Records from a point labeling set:
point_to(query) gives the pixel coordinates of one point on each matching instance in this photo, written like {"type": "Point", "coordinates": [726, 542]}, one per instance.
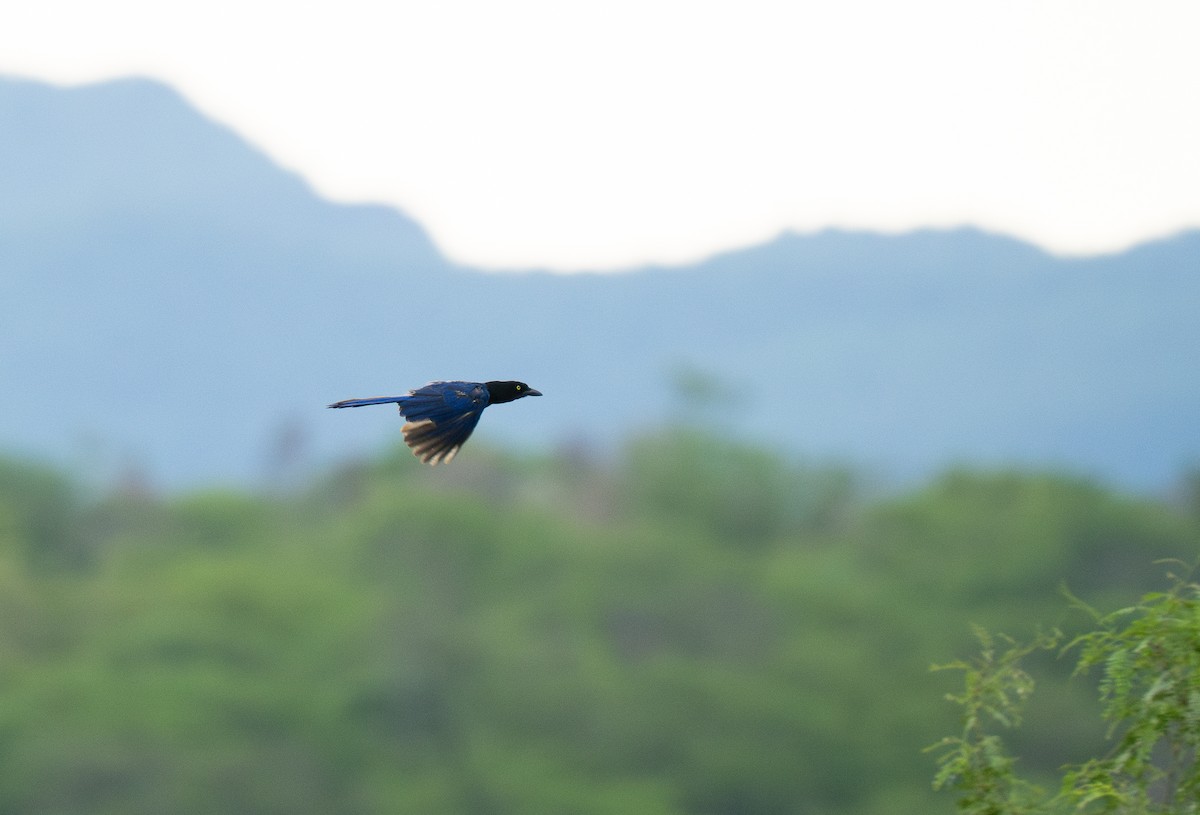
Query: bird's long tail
{"type": "Point", "coordinates": [373, 400]}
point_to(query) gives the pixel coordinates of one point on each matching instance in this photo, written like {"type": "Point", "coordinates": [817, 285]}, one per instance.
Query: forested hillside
{"type": "Point", "coordinates": [691, 627]}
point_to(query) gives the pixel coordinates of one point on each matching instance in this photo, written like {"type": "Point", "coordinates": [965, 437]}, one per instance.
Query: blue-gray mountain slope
{"type": "Point", "coordinates": [171, 297]}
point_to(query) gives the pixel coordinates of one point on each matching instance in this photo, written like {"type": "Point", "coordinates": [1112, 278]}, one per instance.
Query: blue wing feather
{"type": "Point", "coordinates": [441, 415]}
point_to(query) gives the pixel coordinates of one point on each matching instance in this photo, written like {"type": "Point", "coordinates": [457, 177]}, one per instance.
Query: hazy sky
{"type": "Point", "coordinates": [593, 135]}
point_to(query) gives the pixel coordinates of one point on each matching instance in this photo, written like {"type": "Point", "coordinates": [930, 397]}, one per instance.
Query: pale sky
{"type": "Point", "coordinates": [600, 135]}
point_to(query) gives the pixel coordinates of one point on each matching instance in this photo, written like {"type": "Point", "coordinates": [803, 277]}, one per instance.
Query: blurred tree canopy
{"type": "Point", "coordinates": [696, 628]}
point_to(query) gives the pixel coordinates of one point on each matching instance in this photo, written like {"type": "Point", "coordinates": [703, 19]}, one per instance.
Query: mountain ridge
{"type": "Point", "coordinates": [220, 299]}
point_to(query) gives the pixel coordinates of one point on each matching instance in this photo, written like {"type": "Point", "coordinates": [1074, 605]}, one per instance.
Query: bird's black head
{"type": "Point", "coordinates": [508, 391]}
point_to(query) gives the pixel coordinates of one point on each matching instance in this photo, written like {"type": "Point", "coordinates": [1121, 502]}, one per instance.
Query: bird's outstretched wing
{"type": "Point", "coordinates": [441, 417]}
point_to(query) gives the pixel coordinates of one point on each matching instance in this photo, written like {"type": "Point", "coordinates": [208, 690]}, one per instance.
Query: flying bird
{"type": "Point", "coordinates": [442, 414]}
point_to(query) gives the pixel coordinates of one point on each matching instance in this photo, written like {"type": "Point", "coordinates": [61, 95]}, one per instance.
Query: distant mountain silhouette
{"type": "Point", "coordinates": [174, 299]}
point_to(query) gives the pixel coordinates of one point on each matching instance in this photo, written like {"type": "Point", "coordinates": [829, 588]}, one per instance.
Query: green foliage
{"type": "Point", "coordinates": [697, 628]}
{"type": "Point", "coordinates": [1149, 657]}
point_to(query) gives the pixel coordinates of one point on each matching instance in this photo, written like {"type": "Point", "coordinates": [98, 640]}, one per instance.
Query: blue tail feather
{"type": "Point", "coordinates": [373, 400]}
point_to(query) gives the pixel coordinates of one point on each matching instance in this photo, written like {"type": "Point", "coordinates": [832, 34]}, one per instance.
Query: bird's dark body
{"type": "Point", "coordinates": [443, 414]}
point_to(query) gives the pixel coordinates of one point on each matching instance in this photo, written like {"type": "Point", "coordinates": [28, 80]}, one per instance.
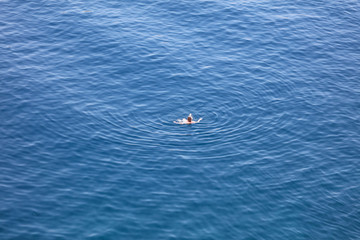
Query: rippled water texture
{"type": "Point", "coordinates": [89, 91]}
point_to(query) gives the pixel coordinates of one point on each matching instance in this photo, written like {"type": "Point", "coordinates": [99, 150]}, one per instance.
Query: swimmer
{"type": "Point", "coordinates": [189, 120]}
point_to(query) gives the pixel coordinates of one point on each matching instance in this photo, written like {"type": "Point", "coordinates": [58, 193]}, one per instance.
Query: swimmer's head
{"type": "Point", "coordinates": [190, 118]}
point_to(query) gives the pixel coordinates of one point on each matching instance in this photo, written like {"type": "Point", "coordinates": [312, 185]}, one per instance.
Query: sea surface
{"type": "Point", "coordinates": [89, 91]}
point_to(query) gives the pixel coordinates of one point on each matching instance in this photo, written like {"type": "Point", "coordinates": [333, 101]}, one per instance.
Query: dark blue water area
{"type": "Point", "coordinates": [89, 91]}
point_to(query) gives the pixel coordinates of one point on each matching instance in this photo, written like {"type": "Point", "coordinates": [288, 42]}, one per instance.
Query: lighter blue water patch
{"type": "Point", "coordinates": [89, 92]}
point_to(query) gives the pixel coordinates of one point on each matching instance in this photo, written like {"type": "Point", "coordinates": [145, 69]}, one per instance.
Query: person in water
{"type": "Point", "coordinates": [189, 120]}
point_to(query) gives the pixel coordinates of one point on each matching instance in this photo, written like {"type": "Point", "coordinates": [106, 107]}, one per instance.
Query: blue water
{"type": "Point", "coordinates": [89, 91]}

> **The request**
Pictures in the records above are not copied; print everything else exactly.

> **Response below**
point_to(query) gives the pixel coordinates of one point on each matching instance in this photo, written like {"type": "Point", "coordinates": [726, 542]}, one per instance.
Query: bird's long tail
{"type": "Point", "coordinates": [373, 400]}
point_to(query) gives the pixel coordinates of one point on each matching instance in this photo, written like {"type": "Point", "coordinates": [817, 285]}, one per instance.
Query: forested hillside
{"type": "Point", "coordinates": [691, 627]}
point_to(query) gives the pixel coordinates of one point on each matching instance in this photo, written like {"type": "Point", "coordinates": [965, 437]}, one per instance.
Query: blue-gray mountain slope
{"type": "Point", "coordinates": [171, 297]}
point_to(query) gives the pixel coordinates of one point on each matching instance in this photo, written like {"type": "Point", "coordinates": [1112, 278]}, one per instance.
Query: blue wing feather
{"type": "Point", "coordinates": [441, 415]}
point_to(query) gives the pixel coordinates of one point on each matching instance in this photo, written like {"type": "Point", "coordinates": [457, 177]}, one per instance.
Query: hazy sky
{"type": "Point", "coordinates": [593, 135]}
point_to(query) gives the pixel coordinates of one point on each matching instance in this photo, written like {"type": "Point", "coordinates": [930, 397]}, one per instance.
Query: pale sky
{"type": "Point", "coordinates": [600, 135]}
point_to(query) gives the pixel coordinates of one point on each matching instance in this photo, written like {"type": "Point", "coordinates": [803, 277]}, one per instance.
Query: blurred tree canopy
{"type": "Point", "coordinates": [696, 628]}
point_to(query) gives the pixel coordinates of one point on each matching instance in this photo, written like {"type": "Point", "coordinates": [703, 19]}, one per instance.
Query: mountain ridge
{"type": "Point", "coordinates": [220, 299]}
point_to(query) gives the pixel coordinates of one point on each matching instance in this photo, written like {"type": "Point", "coordinates": [1074, 605]}, one per instance.
Query: bird's black head
{"type": "Point", "coordinates": [508, 391]}
point_to(query) gives the pixel coordinates of one point on each matching instance in this photo, written like {"type": "Point", "coordinates": [1121, 502]}, one per instance.
Query: bird's outstretched wing
{"type": "Point", "coordinates": [441, 417]}
point_to(query) gives the pixel coordinates of one point on each matching instance in this photo, written like {"type": "Point", "coordinates": [208, 690]}, one per instance.
Query: flying bird
{"type": "Point", "coordinates": [442, 414]}
point_to(query) gives the pixel coordinates of one point on each matching instance in this photo, written like {"type": "Point", "coordinates": [61, 95]}, one per instance.
Query: distant mountain silhouette
{"type": "Point", "coordinates": [174, 299]}
point_to(query) gives the pixel coordinates of one point on each matching instance in this photo, written like {"type": "Point", "coordinates": [829, 588]}, one per instance.
Query: green foliage
{"type": "Point", "coordinates": [697, 628]}
{"type": "Point", "coordinates": [1149, 657]}
point_to(query) gives the pixel coordinates of one point on each matching instance in this photo, written like {"type": "Point", "coordinates": [98, 640]}, one per instance.
Query: blue tail feather
{"type": "Point", "coordinates": [373, 400]}
point_to(query) gives the pixel coordinates of one point on each matching instance in this photo, written like {"type": "Point", "coordinates": [832, 34]}, one per instance.
Query: bird's dark body
{"type": "Point", "coordinates": [443, 414]}
point_to(query) gives the pixel coordinates of one point on each matching instance in this photo, written like {"type": "Point", "coordinates": [28, 80]}, one per instance.
Query: rippled water texture
{"type": "Point", "coordinates": [89, 91]}
point_to(query) gives the pixel coordinates of one point on each matching instance in this photo, written like {"type": "Point", "coordinates": [99, 150]}, one per instance.
Query: swimmer
{"type": "Point", "coordinates": [189, 120]}
point_to(query) gives the pixel coordinates of one point on each matching instance in this photo, written like {"type": "Point", "coordinates": [58, 193]}, one per instance.
Query: swimmer's head
{"type": "Point", "coordinates": [190, 118]}
point_to(query) gives the pixel coordinates of one point on each matching instance in this photo, written like {"type": "Point", "coordinates": [312, 185]}, one per instance.
Query: sea surface
{"type": "Point", "coordinates": [89, 91]}
point_to(query) gives the pixel coordinates of one point on each matching instance in this photo, written like {"type": "Point", "coordinates": [333, 101]}, one per instance.
Query: dark blue water area
{"type": "Point", "coordinates": [89, 91]}
point_to(query) gives the pixel coordinates of one point on each matching instance in this photo, written like {"type": "Point", "coordinates": [288, 42]}, one per instance.
Query: lighter blue water patch
{"type": "Point", "coordinates": [89, 92]}
point_to(query) gives the pixel coordinates of one point on each matching instance in this photo, written like {"type": "Point", "coordinates": [145, 69]}, one per instance.
Query: person in water
{"type": "Point", "coordinates": [189, 120]}
point_to(query) gives the pixel coordinates of one point on each matching instance in this photo, written like {"type": "Point", "coordinates": [106, 107]}, one per instance.
Query: blue water
{"type": "Point", "coordinates": [89, 91]}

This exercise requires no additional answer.